* Work to do *
**a)** Write out the passage of the sampler documentation from "Sampling a random" to "(pardo @ ice.csic.es)".
**b)** In the sampler documentation, what does the function choose_rows return?
=== Text to read ===
Samplers

`utilities.samplers.memory_efficient_sampling`

Sampling a random subset from a csv file without loading the full dataset into memory.

Authors:

Vanessa Graber (graber @ ice.csic.es)
Celsa Pardo Araujo (pardo @ ice.csic.es)

`choose_rows(number_of_rows_to_select, total_number_of_rows, previously_chosen_rows=None)`

Choose a subset of random indices from all the indices of a dataframe.

Parameters:

Name	Type	Description	Default
`number_of_rows_to_select`	`int`	Number of rows to randomly select from the full dataset without taking into account the headers.	required
`total_number_of_rows`	`int`	Number of rows in the full dataset without taking into account the headers.	required
`previously_chosen_rows`	`list`	Rows previously chosen from previous subset.	`None`

Returns:

Type	Description
`list`	A sorted list of the randomly chosen indices.

Source code in utilities/samplers/memory_efficient_sampling.py

def choose_rows(
    number_of_rows_to_select: int,
    total_number_of_rows: int,
    previously_chosen_rows: Optional[List[int]] = None,
) -> List[int]:
    """
    Choose a subset of random indices from all the indices of a dataframe.

    Args:
        number_of_rows_to_select (int): Number of rows to randomly select from the full dataset without taking into
            account the headers.
        total_number_of_rows (int): Number of rows in the full dataset without taking into account the headers.
        previously_chosen_rows (list): Rows previously chosen from previous subset.

    Returns:
        (list): A sorted list of the randomly chosen indices.
    """

    if previously_chosen_rows is None:
        previously_chosen_rows = []

    # We remove from the list of indices those that were previously chosen as we want to obtain a unique sample
    # of indices.
    data_set = np.setdiff1d(
        np.arange(total_number_of_rows), np.array(previously_chosen_rows)
    )
=== Data provided ===
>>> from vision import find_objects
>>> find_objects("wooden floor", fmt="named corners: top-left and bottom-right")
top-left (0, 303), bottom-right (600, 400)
===
* Solutions to each task *
**a)**
Sampling a random subset from a csv file without loading the full dataset into memory.

Authors:

Vanessa Graber (graber @ ice.csic.es)
Celsa Pardo Araujo (pardo @ ice.csic.es)

**b)** It returns a sorted list of the randomly chosen indices.